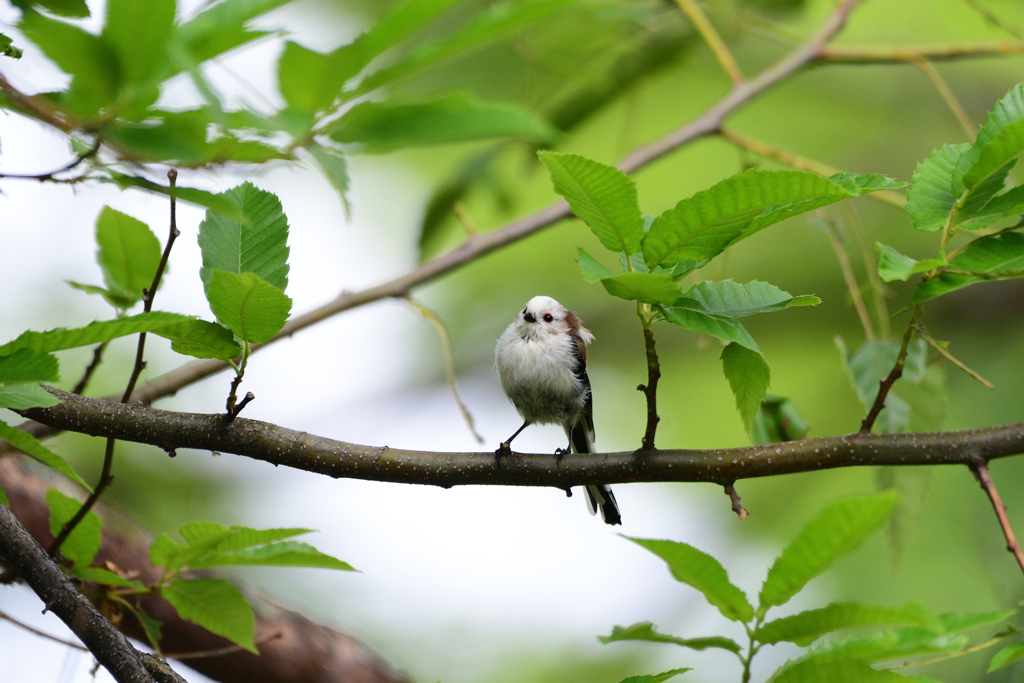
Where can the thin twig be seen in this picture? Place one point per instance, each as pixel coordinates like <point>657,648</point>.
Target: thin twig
<point>737,506</point>
<point>105,476</point>
<point>715,42</point>
<point>650,391</point>
<point>41,634</point>
<point>980,470</point>
<point>449,360</point>
<point>886,384</point>
<point>947,94</point>
<point>949,356</point>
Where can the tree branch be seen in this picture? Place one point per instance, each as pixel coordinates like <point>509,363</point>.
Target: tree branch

What is required
Turn the lines above into a Markdown table with two columns, No. and Line, numbering each row. Skip any blank lines and leave the picture out.

Solution to the problem
| No. | Line |
|---|---|
| 1 | Where can the thin twig be seen in this picture? Place one point per instance, each as pixel coordinates like <point>657,648</point>. |
| 2 | Target: thin twig |
| 3 | <point>737,506</point> |
| 4 | <point>105,476</point> |
| 5 | <point>715,42</point> |
| 6 | <point>650,391</point> |
| 7 | <point>41,634</point> |
| 8 | <point>980,470</point> |
| 9 | <point>449,360</point> |
| 10 | <point>886,384</point> |
| 11 | <point>947,94</point> |
| 12 | <point>949,356</point> |
| 13 | Where can the tree branch be seen in this picture? Place one point per instance, each as pixel coordinates like <point>509,363</point>. |
| 14 | Target: tree branch |